Document extract:
Addressing by means of the machine according to the present invention can also be performed for envelopes with a transparent window in that the first insert disposed behind the window carries the pre-printed address which is then visible through the window.

The invention will appear more clearly from the following detailed description when taken in connection with the accompanying drawings showing by way of example only, preferred embodiments of the inventive idea.

In the drawings:

FIGS. 1, 2 and 3 are continuing side views of one embodiment of a machine according to the present invention.

FIG. 4 is a side view of the station for applying the inserts in accordance with FIG. 3 but shown to a larger scale.

FIG. 5 is a side view of the station constructed as copy printer for addressing finished envelopes in accordance with FIG. 2 but shown to a larger scale.

FIG. 6 is a plan view in the direction of the arrow VI of FIG. 5 showing a piece of printed address web.

FIG. 7 is a side view of a station provided with a typewriting unit for addressing the finished envelopes at the delivery end of the machine.

FIG. 8 is a side view of a station equipped with a typewriting unit for addressing the blanks in the machine prior to folding.

FIG. 9 is a plan view of an envelope blank with window and creased folding lines.

FIG. 10 is a plan view in the direction of the arrow X in FIG. 4 of an envelope blank with inserts applied thereto.

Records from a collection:
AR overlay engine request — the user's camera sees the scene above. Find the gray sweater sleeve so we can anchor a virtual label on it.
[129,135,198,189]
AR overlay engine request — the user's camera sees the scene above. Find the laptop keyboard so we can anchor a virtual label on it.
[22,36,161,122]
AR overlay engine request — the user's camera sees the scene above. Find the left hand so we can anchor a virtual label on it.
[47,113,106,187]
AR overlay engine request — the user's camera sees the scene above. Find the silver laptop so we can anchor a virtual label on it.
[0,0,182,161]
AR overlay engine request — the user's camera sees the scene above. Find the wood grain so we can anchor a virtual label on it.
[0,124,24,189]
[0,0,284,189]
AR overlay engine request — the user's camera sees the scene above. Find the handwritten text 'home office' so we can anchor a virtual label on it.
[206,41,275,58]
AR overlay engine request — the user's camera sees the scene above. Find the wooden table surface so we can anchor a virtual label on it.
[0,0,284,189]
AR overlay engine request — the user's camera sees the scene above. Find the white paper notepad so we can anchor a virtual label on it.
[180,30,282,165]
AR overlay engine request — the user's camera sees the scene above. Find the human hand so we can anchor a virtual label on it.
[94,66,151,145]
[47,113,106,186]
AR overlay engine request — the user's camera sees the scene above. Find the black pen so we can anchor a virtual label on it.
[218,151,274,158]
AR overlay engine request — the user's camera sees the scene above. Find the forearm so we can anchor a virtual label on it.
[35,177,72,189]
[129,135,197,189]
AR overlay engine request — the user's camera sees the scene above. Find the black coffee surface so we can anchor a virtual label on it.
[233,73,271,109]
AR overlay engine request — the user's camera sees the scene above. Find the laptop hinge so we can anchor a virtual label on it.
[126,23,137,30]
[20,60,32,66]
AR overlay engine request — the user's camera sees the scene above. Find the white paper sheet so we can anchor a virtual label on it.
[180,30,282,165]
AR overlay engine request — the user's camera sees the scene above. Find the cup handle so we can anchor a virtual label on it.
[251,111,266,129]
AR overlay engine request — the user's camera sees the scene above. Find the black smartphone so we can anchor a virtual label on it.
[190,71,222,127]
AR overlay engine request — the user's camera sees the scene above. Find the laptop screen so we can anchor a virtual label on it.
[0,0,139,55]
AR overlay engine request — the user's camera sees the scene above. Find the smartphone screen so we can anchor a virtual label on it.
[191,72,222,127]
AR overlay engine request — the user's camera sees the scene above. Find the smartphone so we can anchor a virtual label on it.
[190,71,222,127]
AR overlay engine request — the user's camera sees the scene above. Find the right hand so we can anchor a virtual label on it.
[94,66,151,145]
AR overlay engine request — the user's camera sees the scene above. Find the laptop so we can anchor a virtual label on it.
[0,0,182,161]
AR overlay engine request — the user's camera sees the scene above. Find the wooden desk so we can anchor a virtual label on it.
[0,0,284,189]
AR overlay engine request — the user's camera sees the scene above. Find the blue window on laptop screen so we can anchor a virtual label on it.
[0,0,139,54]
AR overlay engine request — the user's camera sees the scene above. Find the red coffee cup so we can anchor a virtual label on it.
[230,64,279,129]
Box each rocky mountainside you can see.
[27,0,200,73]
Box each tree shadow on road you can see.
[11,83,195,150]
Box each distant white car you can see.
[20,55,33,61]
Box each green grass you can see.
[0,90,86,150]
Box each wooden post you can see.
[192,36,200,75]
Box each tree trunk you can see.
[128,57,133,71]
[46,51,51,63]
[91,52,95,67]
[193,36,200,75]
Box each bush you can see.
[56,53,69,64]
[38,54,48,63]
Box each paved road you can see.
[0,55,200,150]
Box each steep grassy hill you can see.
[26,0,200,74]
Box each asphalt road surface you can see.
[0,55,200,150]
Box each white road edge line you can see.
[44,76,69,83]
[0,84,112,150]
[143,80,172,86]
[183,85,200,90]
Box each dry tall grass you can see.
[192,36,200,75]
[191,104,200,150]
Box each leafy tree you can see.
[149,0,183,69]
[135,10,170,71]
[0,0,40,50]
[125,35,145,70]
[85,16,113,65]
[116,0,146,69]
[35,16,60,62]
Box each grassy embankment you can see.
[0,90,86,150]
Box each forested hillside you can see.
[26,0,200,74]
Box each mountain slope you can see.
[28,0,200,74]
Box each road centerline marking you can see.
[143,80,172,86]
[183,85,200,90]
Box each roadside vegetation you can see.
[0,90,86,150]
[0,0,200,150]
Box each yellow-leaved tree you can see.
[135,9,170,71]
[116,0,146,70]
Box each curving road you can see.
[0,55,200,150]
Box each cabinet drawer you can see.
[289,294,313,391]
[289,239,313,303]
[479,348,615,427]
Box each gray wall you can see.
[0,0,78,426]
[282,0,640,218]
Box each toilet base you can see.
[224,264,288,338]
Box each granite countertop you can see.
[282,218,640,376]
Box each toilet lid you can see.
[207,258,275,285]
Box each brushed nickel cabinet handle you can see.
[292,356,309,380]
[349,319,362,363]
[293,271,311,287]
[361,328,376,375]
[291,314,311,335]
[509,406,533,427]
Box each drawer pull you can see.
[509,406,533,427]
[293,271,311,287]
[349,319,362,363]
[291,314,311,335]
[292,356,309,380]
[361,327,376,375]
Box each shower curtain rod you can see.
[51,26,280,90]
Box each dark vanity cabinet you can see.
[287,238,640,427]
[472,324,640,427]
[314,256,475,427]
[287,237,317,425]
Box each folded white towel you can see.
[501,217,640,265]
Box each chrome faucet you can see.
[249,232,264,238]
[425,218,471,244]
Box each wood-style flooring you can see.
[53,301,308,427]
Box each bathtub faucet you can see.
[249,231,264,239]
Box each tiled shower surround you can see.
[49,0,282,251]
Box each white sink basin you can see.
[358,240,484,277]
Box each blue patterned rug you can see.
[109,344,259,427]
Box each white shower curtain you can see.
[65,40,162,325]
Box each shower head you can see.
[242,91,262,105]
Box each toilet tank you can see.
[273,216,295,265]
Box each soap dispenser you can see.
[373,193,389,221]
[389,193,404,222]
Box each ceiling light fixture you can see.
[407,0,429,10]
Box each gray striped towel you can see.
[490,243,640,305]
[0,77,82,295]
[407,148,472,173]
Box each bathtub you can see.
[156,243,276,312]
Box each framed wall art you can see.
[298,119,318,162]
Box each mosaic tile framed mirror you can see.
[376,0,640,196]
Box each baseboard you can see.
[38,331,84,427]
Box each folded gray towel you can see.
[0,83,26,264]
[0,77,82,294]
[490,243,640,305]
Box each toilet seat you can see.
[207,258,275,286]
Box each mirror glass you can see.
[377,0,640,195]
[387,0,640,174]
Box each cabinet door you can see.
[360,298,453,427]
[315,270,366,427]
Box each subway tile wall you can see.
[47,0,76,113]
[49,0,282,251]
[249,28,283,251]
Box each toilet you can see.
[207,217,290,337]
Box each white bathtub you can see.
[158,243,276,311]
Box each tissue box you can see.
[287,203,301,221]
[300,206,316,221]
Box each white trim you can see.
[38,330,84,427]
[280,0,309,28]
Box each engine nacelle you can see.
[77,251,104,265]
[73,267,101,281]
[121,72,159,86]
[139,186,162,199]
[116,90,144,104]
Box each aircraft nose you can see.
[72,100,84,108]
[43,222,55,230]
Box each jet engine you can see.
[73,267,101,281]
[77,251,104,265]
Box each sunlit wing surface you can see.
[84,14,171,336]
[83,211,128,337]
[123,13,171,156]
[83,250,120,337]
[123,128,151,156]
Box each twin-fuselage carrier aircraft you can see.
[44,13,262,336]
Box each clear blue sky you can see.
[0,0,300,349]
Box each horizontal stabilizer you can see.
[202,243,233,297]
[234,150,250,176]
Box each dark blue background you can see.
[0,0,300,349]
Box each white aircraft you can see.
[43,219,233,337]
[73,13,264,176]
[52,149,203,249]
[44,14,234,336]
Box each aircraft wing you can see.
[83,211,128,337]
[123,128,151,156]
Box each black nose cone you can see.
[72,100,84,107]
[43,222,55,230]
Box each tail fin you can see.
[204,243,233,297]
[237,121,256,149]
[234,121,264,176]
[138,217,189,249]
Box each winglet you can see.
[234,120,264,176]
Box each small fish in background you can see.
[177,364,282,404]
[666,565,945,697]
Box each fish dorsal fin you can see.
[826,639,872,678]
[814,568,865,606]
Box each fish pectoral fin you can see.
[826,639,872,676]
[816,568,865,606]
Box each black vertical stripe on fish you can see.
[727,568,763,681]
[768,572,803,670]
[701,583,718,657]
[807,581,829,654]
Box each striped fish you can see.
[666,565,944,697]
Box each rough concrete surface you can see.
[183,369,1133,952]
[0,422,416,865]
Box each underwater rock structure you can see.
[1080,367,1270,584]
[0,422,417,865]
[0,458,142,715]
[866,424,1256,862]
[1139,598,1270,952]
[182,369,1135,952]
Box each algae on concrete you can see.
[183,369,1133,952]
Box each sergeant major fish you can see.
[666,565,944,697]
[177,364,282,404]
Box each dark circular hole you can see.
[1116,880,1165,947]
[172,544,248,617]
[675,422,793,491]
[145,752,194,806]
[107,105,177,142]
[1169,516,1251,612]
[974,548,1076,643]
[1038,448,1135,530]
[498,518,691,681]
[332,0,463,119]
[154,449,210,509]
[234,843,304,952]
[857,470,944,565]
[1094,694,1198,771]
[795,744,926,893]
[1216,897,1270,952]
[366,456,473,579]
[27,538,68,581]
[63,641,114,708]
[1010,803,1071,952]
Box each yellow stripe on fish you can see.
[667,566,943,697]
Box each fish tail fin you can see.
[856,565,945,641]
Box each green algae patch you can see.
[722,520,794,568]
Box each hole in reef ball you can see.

To do: Continue the patent description of the envelope-addressing machine from its last sentence.

Final result:
FIG. 11 is a plan view in the direction of the arrow XI in FIG. 7, of finished envelopes retained between conveyor belts for addressing with the typewriting mechanism, and

FIG. 12 is a plan view in the direction of the arrow XII in FIG. 8, of envelope blanks, retained between conveyor belts for addressing with a typewriting unit.

A machine for the production of envelopes from pre-cut blanks is illustrated in FIG. 1 to 3 in purely diagrammatic form. The principal parts of this machine comprise a pull-in feeder 1 for the pre-cut blanks, three aniline printing units 3, 3', 3", a window cutting station 4, a window fixing station 5, a stacking station 6, a closing flap gumming station 7, a drying path 8, a station 9 for individualizing the stacked blanks, a station 10 for aligning the individualized blanks, a station 11 for creasing the subsequent folding lines of the side flaps, bottom flap and closing flap, a station 12 for folding the side flaps, a station 13 for gumming the side flaps, a station 14 for folding the bottom flap, a station 15 for folding the closing flap and a station 16 for delivering the finished envelopes. According to the present invention the machine is provided with an additional station 17 for the application of inserts prior to the folding of the side flaps and a station 18 for the printing of addresses on to the envelopes which are filled with inserts.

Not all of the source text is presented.